▸ DATASET:
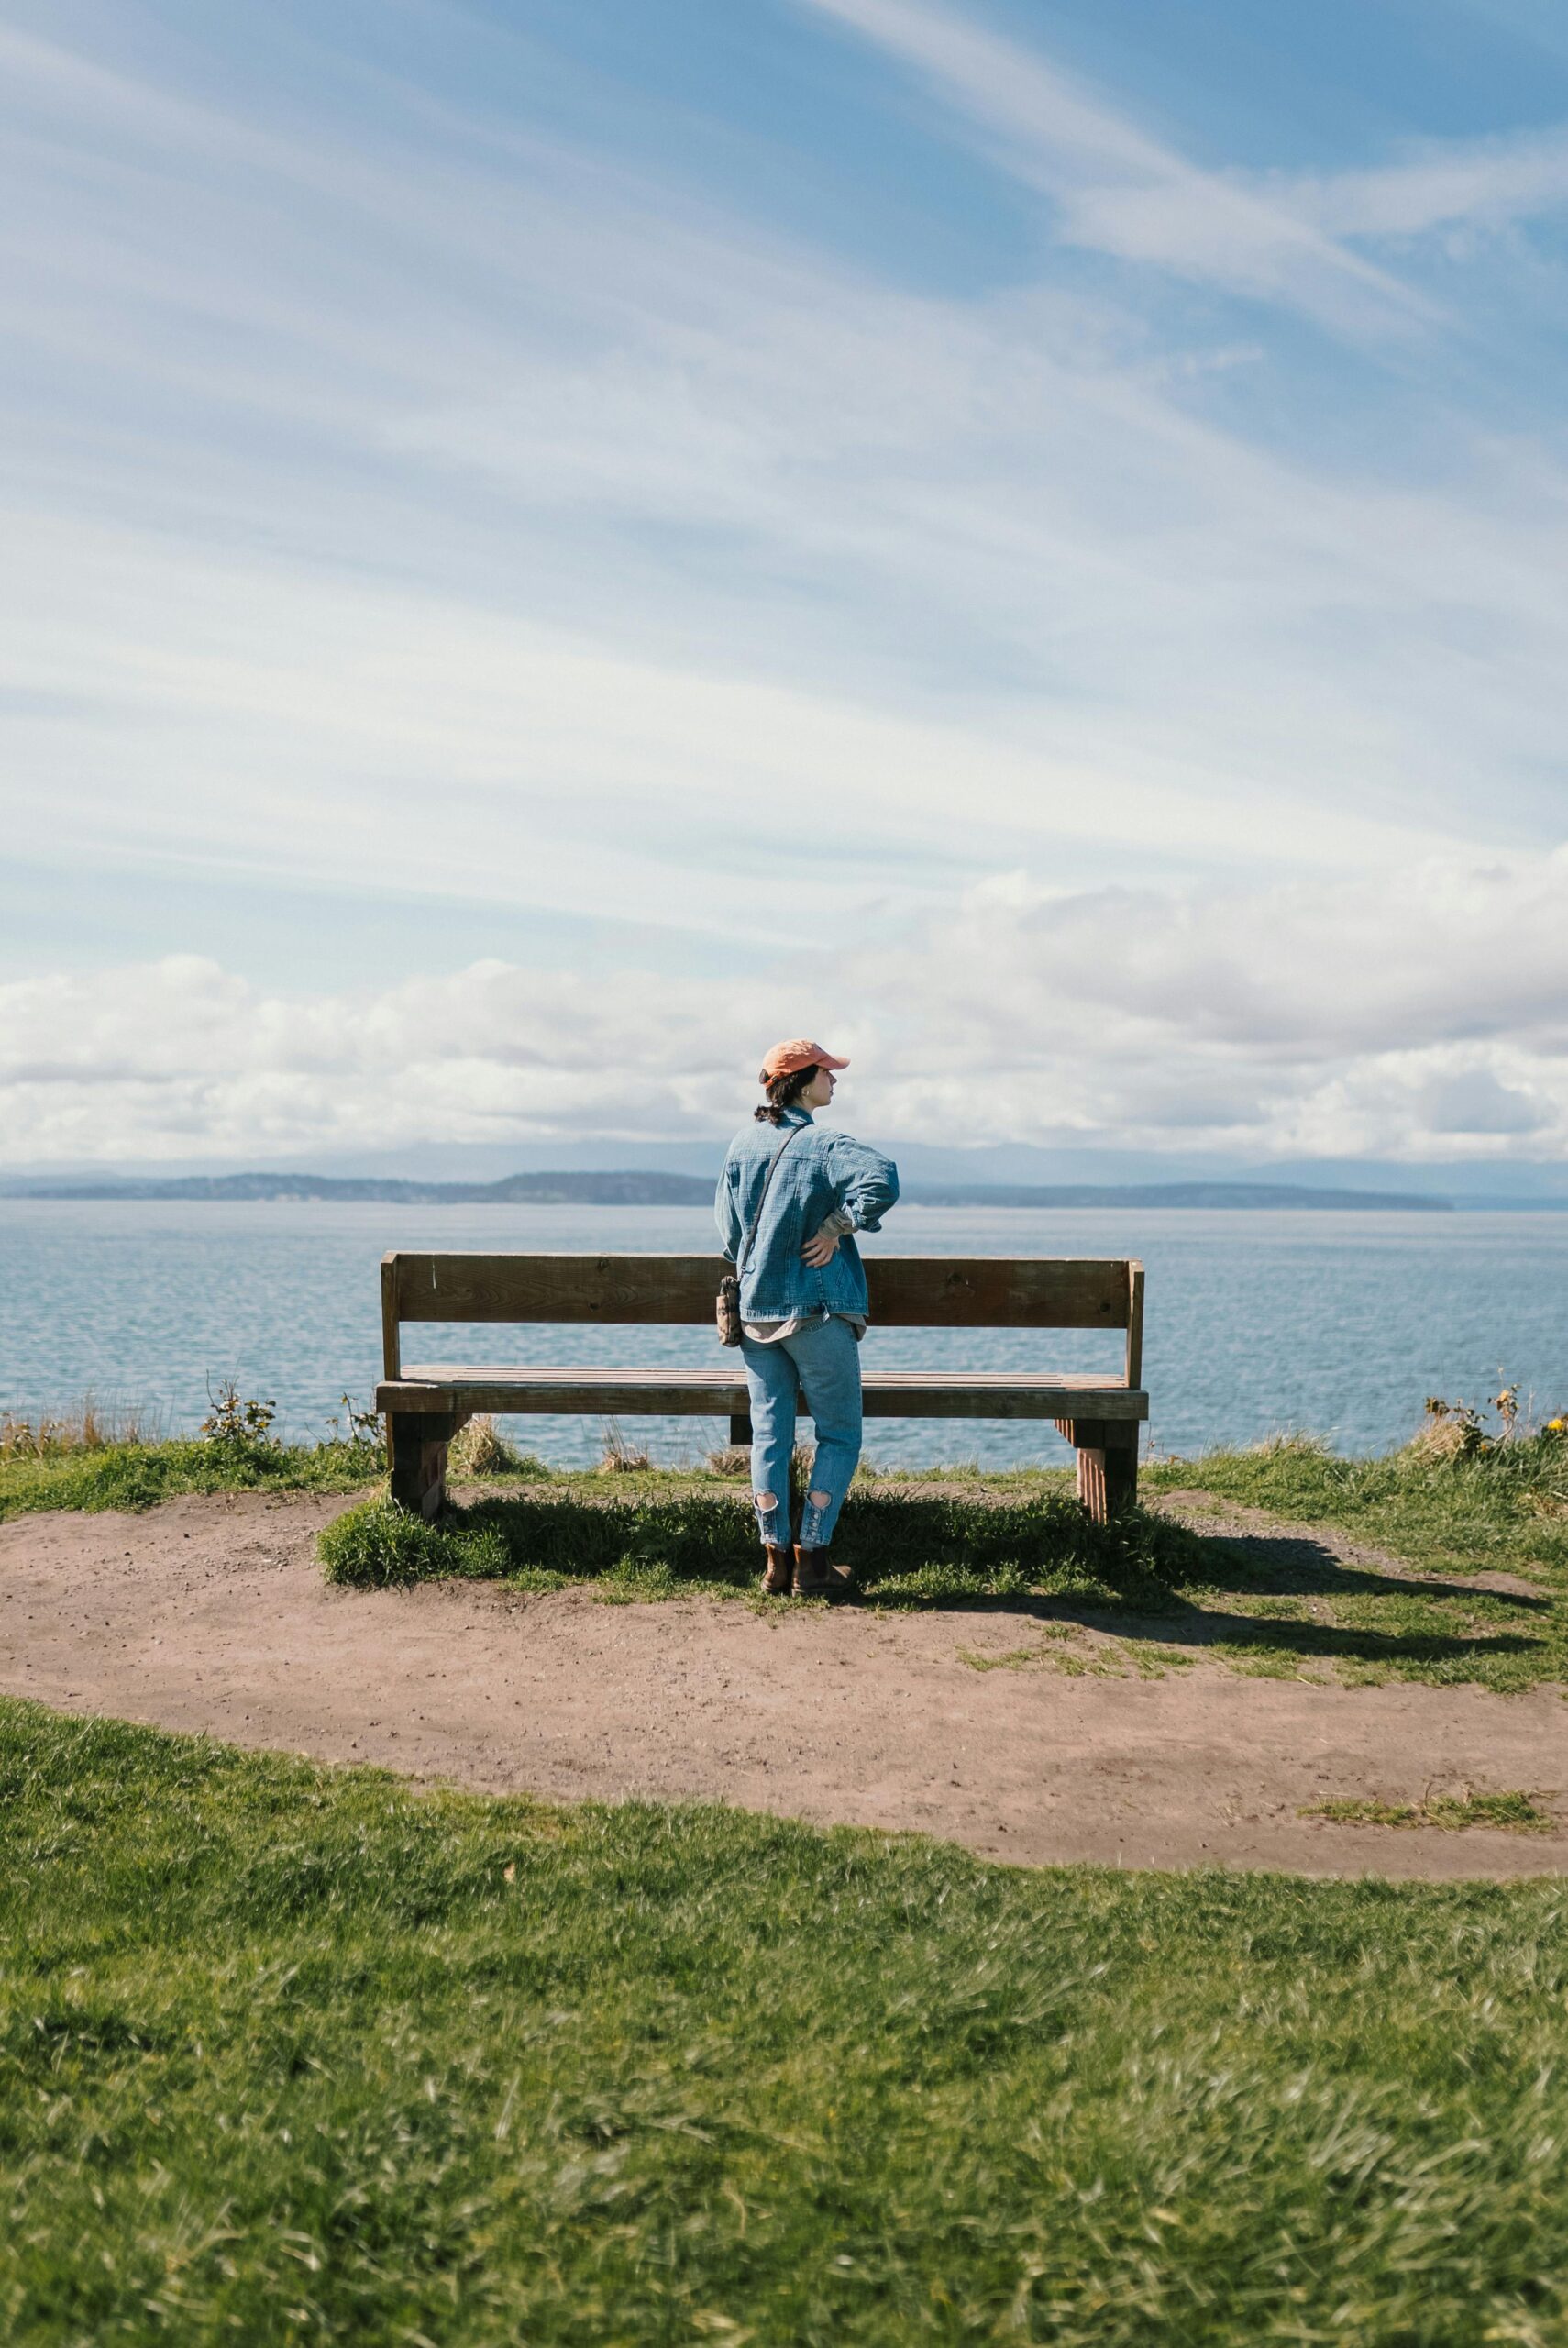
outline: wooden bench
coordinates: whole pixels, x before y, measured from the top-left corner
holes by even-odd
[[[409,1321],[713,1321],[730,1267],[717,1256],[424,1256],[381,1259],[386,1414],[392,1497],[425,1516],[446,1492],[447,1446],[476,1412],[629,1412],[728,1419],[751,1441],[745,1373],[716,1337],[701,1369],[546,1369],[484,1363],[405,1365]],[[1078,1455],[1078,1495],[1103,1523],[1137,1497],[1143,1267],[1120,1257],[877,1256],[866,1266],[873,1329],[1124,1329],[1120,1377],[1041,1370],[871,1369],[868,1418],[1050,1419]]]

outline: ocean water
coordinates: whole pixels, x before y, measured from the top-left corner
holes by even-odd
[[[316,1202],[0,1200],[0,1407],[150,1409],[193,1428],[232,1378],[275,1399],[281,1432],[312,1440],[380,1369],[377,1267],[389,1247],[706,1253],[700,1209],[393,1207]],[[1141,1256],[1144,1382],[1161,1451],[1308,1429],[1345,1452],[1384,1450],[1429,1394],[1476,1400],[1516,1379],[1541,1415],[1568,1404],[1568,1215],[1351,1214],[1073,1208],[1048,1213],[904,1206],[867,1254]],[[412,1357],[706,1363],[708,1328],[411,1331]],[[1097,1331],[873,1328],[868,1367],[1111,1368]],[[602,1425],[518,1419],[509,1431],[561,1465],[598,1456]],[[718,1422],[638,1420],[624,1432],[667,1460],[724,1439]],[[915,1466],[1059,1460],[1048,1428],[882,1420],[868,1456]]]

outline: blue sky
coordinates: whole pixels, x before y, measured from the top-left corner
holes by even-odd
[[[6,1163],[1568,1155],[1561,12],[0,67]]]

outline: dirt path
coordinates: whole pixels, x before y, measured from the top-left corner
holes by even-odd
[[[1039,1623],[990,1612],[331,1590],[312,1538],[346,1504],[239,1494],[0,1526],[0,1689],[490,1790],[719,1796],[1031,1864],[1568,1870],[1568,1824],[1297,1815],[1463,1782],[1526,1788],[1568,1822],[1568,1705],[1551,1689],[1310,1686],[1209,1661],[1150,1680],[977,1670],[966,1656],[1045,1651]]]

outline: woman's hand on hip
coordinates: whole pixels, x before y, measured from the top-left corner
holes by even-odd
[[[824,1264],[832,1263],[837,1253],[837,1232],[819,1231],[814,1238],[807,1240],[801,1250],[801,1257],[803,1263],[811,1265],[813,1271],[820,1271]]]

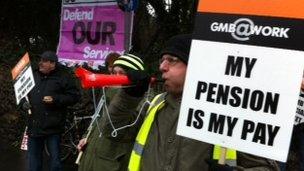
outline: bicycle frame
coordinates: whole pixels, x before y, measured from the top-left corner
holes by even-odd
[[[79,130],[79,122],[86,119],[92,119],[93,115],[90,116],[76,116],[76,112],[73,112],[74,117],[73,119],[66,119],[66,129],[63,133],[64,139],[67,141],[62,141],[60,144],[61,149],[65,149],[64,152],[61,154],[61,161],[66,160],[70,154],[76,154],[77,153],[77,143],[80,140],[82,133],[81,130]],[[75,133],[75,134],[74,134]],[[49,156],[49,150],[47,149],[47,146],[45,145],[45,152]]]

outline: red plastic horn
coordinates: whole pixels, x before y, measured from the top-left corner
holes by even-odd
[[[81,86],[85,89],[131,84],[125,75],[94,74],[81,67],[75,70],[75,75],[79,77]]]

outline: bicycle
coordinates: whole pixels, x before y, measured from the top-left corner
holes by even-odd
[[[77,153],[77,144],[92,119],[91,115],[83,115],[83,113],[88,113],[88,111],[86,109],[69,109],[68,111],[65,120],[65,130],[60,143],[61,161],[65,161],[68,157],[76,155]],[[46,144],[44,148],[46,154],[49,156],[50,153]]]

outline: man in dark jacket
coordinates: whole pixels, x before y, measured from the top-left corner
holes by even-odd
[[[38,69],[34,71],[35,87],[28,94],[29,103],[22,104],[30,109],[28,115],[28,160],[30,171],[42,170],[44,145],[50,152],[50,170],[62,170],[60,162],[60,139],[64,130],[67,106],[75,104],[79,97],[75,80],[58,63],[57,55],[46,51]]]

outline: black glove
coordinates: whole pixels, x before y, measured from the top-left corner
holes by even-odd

▸ PROMPT:
Would you retype all the material above exactly, apart from its pictures?

▸ WRITTEN SOLUTION:
outline: wooden bench
coordinates: whole pixels, x before y, measured from the top-left corner
holes by even-odd
[[[409,1321],[713,1321],[730,1267],[717,1256],[424,1256],[381,1259],[386,1414],[392,1497],[425,1516],[446,1492],[447,1446],[476,1412],[629,1412],[728,1419],[751,1441],[745,1373],[716,1337],[701,1369],[546,1369],[484,1363],[405,1365]],[[1078,1455],[1078,1495],[1103,1523],[1137,1497],[1143,1267],[1120,1257],[877,1256],[866,1266],[873,1329],[1124,1329],[1120,1377],[1041,1370],[871,1369],[868,1418],[1050,1419]]]

outline: ocean water
coordinates: whole pixels, x before y, measured from the top-left corner
holes by even-odd
[[[316,1202],[0,1200],[0,1407],[150,1409],[193,1428],[232,1378],[275,1399],[281,1432],[312,1440],[380,1369],[377,1267],[389,1247],[706,1253],[700,1209],[393,1207]],[[1141,1256],[1144,1382],[1161,1451],[1308,1429],[1345,1452],[1384,1450],[1429,1394],[1476,1400],[1516,1379],[1541,1415],[1568,1404],[1568,1215],[1351,1214],[1073,1208],[1048,1213],[904,1206],[867,1254]],[[412,1357],[706,1363],[708,1328],[411,1331]],[[1097,1331],[873,1328],[868,1367],[1111,1368]],[[602,1425],[518,1419],[509,1431],[561,1465],[598,1456]],[[718,1422],[638,1420],[624,1432],[667,1460],[724,1439]],[[915,1466],[1059,1460],[1048,1428],[882,1420],[868,1456]]]

outline: blue sky
coordinates: whole pixels, x before y, measured from the top-left corner
holes by even-odd
[[[6,1163],[1568,1155],[1561,12],[0,67]]]

outline: dirt path
coordinates: whole pixels, x before y, measured from the top-left corner
holes by even-odd
[[[1039,1623],[990,1612],[331,1590],[312,1538],[346,1504],[239,1494],[0,1526],[0,1689],[490,1790],[719,1796],[1031,1864],[1568,1870],[1568,1824],[1297,1815],[1463,1782],[1526,1788],[1568,1822],[1568,1705],[1551,1689],[1310,1686],[1209,1661],[1150,1680],[977,1670],[966,1656],[1045,1651]]]

outline: woman's hand on hip
coordinates: whole pixels, x before y, measured from the top-left corner
holes by even-odd
[[[824,1264],[832,1263],[837,1253],[837,1232],[819,1231],[814,1238],[807,1240],[801,1250],[801,1257],[803,1263],[811,1265],[813,1271],[820,1271]]]

outline: bicycle frame
coordinates: whole pixels, x before y, measured from the top-left corner
holes by even-odd
[[[79,130],[79,122],[86,119],[92,119],[93,115],[90,116],[76,116],[76,112],[73,112],[74,117],[73,119],[66,119],[66,129],[63,133],[64,139],[67,141],[62,141],[60,144],[61,149],[65,149],[64,152],[61,154],[61,161],[66,160],[70,154],[76,154],[77,153],[77,143],[80,140],[82,133],[81,130]],[[75,133],[75,134],[74,134]],[[49,156],[49,150],[47,149],[47,146],[45,145],[45,152]]]

outline: red plastic horn
coordinates: whole pixels, x before y, measured from the top-left corner
holes by even-odd
[[[81,86],[85,89],[131,84],[125,75],[94,74],[81,67],[75,70],[75,75],[79,77]]]

outline: bicycle
coordinates: whole pixels, x before y, measured from the top-left corner
holes by even-odd
[[[77,153],[77,144],[92,119],[91,115],[83,115],[83,113],[88,113],[88,111],[86,109],[69,109],[68,111],[65,120],[65,130],[60,143],[61,161],[65,161],[68,157],[76,155]],[[46,144],[44,148],[46,154],[49,156],[50,153]]]

outline: man in dark jacket
coordinates: whole pixels, x before y, measured from the top-left corner
holes by even-odd
[[[38,69],[34,71],[35,87],[28,94],[29,103],[22,104],[30,109],[28,115],[28,160],[30,171],[42,170],[44,145],[50,152],[50,170],[62,170],[60,162],[60,139],[64,130],[67,106],[75,104],[79,97],[75,80],[58,63],[57,55],[46,51]]]

outline: black glove
coordinates: whole pixels, x before y, measured from the top-left corner
holes by even-odd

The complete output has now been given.